* Problem statement *
In the plotting reference below, what is the default bin width for histograms?

* Reading text *
• • • •

Creates a plot of propensity score distributions using density or histogram visualization.

Creates a plot showing the top covariates with the largest standardized mean differences before and after matching.

Usage

plot_SMD_matching(m.out)

plot_Equipoise_matching(data, m.out)

plot_SMD_stratification(stratifiedPop, xvars)

plot_Equipoise_stratification(data)

plot_SMD_weighting(data)

plot_Equipoise_weighting(data)

plotPs(
  data,
  unfilteredData = NULL,
  scale = "preference",
  type = "density",
  binWidth = 0.05,
  targetLabel = "Target",
  comparatorLabel = "Comparator",
  showCountsLabel = FALSE,
  showAucLabel = FALSE,
  showEquiposeLabel = FALSE,
  equipoiseBounds = c(0.3, 0.7),
  unitOfAnalysis = "subjects",
  title = NULL,
  fileName = NULL
)

plotCovariateBalanceOfTopVariables(
  balance,
  n = 20,
  maxNameWidth = 100,
  title = NULL,
  fileName = NULL,
  beforeLabel = "before matching",
  afterLabel = "after matching"
)

Arguments

unfilteredData

A logical indicating whether to include unfiltered data in the plot.

maxNameWidth

An integer specifying the maximum width for variable names.

m.out

The output from 'MatchIt', containing matched data.

data

A dataset containing treatment and propensity scores.

stratifiedPop

The dataset containing stratified propensity scores.

xvars

The covariate names to assess balance.

scale

The scale to use: "preference" or "propensity".

type

The type of plot: "density", "histogramCount", or "histogramProportion".

binWidth

The bin width for histograms (default = 0.05).

targetLabel

Label for the treated group.

comparatorLabel

Label for the control group.

showCountsLabel

Logical; whether to show sample counts.

showAucLabel

Logical; whether to show AUC.

showEquiposeLabel

Logical; whether to indicate equipoise range.

equipoiseBounds

A numeric vector of two values defining the equipoise range (default = c(0.3, 0.7)).

unitOfAnalysis

Unit label for counts (e.g., "subjects").

title

Optional title for the plot.

fileName

Optional file name to save the plot.

balance

A data frame containing standardized mean differences.

n

Number of top covariates to display.

beforeLabel

Label for pre-matching imbalance.

afterLabel

Label for post-matching balance.

Value

A 'ggplot2' object showing balance improvement after matching.


Print Method for TTE Objects

Description

Prints a concise summary of the TTE pipeline output.

• • • •

* Extracted material *

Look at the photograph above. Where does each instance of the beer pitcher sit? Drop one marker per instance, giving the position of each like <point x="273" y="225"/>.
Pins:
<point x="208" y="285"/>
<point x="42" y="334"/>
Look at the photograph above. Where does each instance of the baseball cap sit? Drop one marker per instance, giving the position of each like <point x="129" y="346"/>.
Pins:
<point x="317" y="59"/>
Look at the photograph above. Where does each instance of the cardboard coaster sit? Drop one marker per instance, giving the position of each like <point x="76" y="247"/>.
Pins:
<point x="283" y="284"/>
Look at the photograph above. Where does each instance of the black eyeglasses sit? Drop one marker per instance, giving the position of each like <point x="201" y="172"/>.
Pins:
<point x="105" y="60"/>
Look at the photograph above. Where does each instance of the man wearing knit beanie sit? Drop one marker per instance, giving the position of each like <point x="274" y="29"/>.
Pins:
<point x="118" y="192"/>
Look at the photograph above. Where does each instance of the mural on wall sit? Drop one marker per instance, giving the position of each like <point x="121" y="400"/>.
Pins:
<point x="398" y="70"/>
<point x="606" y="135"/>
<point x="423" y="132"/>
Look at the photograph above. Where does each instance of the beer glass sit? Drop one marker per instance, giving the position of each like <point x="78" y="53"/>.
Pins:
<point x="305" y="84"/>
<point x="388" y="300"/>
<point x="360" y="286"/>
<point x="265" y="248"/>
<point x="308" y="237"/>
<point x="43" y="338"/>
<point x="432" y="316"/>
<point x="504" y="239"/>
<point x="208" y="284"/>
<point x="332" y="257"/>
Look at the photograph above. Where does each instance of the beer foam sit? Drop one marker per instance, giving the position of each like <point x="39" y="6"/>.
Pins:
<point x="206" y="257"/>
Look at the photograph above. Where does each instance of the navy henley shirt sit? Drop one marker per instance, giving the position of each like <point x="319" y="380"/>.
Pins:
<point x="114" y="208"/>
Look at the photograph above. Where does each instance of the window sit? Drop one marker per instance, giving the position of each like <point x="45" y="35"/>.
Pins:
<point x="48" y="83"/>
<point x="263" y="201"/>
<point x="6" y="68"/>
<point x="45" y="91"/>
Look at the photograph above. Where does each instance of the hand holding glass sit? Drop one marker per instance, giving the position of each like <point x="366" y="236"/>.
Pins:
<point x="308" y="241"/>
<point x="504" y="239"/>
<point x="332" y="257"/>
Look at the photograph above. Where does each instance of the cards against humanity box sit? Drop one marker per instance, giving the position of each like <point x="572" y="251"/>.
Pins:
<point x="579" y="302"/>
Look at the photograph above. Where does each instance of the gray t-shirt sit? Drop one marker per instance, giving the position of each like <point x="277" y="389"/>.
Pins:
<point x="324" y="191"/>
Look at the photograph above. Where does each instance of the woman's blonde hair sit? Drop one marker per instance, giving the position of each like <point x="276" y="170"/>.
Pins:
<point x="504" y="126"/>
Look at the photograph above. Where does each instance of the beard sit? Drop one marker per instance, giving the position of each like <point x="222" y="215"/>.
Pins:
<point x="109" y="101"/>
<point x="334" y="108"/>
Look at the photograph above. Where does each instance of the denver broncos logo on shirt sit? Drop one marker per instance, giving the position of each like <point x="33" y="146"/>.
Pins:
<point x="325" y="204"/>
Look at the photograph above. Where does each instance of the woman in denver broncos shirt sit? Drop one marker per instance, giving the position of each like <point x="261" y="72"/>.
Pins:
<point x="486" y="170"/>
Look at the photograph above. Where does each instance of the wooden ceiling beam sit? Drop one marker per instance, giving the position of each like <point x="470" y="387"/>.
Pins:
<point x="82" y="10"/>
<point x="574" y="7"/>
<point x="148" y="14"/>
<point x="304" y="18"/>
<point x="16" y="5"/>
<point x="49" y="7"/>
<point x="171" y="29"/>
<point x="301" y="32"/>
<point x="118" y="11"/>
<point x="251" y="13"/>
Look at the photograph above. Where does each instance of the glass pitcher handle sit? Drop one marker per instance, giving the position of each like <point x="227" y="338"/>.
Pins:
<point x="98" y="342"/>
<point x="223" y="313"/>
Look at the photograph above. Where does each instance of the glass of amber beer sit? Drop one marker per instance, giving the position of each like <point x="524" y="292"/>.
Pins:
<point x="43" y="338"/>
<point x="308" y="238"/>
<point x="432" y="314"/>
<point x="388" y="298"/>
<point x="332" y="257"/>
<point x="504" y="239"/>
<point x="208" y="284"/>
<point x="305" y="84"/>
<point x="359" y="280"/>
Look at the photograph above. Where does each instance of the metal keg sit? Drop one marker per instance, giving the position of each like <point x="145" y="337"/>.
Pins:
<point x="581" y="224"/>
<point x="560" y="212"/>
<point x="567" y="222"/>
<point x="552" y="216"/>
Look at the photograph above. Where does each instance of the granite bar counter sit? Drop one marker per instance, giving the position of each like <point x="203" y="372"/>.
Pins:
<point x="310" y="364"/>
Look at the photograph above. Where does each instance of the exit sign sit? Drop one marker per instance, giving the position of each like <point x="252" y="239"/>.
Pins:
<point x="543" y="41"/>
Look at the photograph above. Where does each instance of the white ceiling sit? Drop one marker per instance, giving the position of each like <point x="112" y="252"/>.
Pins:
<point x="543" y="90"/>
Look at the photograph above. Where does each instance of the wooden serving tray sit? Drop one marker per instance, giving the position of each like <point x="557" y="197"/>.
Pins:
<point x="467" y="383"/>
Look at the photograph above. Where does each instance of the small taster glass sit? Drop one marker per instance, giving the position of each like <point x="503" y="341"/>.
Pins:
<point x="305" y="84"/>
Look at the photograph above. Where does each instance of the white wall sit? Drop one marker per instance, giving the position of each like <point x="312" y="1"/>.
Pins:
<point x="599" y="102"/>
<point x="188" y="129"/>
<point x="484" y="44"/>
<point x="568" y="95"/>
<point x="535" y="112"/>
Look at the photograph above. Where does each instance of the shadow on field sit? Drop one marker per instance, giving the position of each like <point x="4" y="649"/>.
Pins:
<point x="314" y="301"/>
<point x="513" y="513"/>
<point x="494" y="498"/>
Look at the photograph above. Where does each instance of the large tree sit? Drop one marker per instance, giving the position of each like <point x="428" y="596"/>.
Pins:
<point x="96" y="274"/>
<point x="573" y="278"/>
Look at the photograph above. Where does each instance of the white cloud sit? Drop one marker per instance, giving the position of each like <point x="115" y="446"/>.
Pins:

• • • •

* Problem solution *
0.05